%%

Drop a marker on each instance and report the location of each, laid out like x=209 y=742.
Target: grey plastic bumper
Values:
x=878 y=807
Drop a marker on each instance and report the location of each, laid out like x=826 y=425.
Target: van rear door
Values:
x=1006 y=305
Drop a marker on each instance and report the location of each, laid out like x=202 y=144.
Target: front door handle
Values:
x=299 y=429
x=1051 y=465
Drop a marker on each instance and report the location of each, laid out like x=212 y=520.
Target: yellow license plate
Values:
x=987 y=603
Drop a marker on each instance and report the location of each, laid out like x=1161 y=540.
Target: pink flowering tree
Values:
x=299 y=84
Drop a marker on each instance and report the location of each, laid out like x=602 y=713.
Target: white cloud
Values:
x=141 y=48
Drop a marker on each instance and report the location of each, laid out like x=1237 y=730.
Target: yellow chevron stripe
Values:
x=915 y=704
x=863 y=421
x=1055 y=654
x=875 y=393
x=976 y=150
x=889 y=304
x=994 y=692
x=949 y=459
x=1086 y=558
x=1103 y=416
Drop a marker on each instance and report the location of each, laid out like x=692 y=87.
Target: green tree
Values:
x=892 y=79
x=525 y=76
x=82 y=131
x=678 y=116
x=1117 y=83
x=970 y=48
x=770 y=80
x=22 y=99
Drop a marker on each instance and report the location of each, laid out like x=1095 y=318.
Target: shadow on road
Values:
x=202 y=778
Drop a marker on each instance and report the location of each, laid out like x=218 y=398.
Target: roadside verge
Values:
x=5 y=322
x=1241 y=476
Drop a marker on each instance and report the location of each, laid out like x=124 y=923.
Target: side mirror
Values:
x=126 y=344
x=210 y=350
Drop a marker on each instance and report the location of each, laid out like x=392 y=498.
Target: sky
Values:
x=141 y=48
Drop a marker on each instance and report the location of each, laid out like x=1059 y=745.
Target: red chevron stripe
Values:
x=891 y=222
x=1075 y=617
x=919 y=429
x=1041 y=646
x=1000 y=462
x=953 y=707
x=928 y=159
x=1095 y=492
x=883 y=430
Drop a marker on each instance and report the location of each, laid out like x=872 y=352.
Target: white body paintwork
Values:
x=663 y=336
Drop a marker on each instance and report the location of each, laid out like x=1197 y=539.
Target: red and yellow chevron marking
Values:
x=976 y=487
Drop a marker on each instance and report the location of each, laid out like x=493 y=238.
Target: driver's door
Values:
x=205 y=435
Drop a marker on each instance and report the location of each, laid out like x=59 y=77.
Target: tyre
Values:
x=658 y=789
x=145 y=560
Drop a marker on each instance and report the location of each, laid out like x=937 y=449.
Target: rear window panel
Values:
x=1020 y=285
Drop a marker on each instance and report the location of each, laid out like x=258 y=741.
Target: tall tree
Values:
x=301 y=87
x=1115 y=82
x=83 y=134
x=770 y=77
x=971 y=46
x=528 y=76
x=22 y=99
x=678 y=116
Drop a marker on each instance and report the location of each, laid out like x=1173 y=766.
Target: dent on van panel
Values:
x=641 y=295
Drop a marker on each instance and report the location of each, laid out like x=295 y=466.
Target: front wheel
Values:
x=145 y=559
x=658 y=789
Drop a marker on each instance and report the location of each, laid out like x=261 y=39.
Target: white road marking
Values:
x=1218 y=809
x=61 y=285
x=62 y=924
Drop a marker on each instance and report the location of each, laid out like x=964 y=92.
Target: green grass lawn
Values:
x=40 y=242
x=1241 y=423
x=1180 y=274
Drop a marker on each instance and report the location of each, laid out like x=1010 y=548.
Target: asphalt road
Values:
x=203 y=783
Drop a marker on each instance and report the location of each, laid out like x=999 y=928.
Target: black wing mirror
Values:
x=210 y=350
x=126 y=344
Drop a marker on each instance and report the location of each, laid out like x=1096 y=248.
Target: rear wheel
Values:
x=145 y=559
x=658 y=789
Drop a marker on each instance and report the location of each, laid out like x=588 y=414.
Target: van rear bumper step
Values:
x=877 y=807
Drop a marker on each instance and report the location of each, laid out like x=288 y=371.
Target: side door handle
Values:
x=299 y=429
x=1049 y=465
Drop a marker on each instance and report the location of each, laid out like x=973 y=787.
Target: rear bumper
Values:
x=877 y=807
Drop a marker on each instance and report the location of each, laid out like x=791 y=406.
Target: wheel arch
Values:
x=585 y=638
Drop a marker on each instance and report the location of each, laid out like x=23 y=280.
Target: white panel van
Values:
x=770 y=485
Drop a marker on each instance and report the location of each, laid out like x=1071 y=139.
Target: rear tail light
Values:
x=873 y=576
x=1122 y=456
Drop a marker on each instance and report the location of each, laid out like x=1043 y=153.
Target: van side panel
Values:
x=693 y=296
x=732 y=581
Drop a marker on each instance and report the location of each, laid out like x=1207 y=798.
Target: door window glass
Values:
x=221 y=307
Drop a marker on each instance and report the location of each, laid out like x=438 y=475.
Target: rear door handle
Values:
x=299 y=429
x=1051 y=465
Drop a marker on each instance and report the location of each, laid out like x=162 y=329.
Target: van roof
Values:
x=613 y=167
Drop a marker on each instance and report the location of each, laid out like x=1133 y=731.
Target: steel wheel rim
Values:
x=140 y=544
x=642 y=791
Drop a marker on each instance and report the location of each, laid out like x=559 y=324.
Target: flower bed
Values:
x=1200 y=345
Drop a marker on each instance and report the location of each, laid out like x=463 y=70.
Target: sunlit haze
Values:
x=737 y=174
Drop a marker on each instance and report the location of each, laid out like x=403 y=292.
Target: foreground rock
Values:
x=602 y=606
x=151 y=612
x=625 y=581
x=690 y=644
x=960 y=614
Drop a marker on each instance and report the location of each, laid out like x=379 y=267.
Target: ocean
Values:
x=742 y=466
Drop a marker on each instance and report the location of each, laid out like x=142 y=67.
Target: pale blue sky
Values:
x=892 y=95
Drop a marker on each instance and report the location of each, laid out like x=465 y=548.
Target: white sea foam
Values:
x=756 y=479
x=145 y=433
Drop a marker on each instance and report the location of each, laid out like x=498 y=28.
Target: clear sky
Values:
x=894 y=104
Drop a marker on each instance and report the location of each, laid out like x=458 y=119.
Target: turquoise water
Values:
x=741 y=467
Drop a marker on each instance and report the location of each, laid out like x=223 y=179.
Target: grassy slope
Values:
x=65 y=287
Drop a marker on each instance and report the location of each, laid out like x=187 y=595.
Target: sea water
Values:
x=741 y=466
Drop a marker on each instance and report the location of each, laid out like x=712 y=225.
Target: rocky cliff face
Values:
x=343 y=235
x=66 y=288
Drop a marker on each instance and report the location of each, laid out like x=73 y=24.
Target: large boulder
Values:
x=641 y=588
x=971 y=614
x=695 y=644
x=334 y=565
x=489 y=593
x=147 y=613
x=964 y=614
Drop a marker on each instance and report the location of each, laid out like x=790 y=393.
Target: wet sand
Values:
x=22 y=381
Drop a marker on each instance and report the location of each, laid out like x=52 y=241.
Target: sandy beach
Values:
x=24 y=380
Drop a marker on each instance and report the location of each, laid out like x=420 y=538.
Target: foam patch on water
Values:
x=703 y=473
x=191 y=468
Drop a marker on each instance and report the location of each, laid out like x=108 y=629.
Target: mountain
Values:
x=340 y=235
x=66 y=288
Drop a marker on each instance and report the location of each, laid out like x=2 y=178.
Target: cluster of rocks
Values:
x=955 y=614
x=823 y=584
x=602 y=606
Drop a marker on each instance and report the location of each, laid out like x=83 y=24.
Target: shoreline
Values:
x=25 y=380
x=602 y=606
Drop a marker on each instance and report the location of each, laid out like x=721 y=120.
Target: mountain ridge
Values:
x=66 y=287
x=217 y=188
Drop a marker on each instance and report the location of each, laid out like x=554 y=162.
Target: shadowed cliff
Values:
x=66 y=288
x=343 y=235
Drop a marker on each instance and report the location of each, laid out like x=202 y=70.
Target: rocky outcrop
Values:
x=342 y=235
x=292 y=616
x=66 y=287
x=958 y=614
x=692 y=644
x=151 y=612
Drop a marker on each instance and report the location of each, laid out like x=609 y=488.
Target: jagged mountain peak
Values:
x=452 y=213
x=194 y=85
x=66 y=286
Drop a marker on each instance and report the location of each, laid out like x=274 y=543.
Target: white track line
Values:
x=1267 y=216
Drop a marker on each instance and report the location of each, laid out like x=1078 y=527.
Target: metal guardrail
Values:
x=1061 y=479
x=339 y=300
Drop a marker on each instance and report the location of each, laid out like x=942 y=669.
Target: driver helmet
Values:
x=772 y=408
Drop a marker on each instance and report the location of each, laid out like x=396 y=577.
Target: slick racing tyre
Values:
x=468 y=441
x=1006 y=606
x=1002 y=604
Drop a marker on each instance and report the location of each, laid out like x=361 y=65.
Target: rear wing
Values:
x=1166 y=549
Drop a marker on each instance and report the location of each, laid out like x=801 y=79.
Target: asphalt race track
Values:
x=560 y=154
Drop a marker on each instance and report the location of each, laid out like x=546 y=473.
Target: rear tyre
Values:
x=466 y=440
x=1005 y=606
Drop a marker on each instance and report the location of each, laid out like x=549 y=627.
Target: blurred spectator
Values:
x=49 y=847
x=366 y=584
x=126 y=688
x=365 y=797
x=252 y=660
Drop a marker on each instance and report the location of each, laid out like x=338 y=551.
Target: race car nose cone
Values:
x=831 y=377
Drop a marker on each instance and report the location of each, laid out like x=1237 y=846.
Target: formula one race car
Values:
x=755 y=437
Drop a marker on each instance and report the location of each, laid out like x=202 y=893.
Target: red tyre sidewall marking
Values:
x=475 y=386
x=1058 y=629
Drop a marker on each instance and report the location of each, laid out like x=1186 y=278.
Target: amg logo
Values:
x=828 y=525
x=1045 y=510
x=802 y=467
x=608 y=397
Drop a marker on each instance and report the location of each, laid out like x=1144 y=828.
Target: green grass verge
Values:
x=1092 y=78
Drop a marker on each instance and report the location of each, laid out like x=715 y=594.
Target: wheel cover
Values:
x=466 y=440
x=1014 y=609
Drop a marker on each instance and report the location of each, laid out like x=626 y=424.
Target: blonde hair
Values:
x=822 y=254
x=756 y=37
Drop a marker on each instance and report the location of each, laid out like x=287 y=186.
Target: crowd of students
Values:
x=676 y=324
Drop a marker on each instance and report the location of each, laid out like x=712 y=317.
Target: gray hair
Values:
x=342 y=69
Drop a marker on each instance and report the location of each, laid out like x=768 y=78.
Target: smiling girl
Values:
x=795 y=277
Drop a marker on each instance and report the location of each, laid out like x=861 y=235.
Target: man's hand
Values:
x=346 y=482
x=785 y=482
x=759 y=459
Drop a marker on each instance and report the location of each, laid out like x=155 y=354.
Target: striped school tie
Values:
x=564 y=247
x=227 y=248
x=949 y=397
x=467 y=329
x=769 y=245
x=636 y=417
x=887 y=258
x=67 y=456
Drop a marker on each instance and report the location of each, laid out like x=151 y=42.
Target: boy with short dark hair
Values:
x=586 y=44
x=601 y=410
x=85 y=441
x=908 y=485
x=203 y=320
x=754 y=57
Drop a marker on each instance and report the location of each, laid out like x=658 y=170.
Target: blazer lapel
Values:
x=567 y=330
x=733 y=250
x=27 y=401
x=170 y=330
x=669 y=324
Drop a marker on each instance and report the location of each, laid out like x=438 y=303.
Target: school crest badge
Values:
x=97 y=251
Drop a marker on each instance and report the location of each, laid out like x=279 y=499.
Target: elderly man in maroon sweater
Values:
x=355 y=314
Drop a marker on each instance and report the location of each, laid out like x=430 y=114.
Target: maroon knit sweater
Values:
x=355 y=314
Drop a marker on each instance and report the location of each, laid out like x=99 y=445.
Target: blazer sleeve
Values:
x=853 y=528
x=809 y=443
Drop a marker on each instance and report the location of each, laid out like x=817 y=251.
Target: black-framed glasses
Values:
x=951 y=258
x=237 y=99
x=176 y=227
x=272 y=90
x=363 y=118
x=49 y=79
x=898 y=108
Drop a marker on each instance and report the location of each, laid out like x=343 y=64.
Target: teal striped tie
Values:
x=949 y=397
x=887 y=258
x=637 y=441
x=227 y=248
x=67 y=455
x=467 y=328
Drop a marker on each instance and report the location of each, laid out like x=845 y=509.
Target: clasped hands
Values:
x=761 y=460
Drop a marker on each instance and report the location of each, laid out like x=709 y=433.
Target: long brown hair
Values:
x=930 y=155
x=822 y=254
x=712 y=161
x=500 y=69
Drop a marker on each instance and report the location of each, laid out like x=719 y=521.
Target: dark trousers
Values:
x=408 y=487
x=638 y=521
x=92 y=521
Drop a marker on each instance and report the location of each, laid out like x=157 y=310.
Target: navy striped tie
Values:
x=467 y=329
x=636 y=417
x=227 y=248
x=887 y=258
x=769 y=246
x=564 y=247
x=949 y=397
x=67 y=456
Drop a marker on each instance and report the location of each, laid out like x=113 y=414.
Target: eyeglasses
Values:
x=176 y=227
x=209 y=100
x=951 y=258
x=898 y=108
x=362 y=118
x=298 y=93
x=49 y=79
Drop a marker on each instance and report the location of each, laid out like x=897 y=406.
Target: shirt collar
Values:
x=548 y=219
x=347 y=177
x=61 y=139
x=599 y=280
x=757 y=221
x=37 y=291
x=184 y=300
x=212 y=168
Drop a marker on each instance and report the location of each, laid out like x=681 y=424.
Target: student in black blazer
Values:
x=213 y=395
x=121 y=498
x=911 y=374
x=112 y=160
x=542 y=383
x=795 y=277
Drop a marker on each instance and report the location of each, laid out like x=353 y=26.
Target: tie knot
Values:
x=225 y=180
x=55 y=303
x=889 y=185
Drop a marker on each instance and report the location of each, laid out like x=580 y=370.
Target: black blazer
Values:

%%

### WHAT IS NEEDED
Reproduce everything from the line containing "like x=1186 y=278." down to the line containing "x=608 y=397", swapping "logo" for "emblem" and leaving all else unchanged.

### WRITTEN SOLUTION
Drop a marker on each instance and report the location of each, laid out like x=1186 y=278.
Target: amg emblem
Values:
x=828 y=525
x=1045 y=510
x=802 y=467
x=608 y=397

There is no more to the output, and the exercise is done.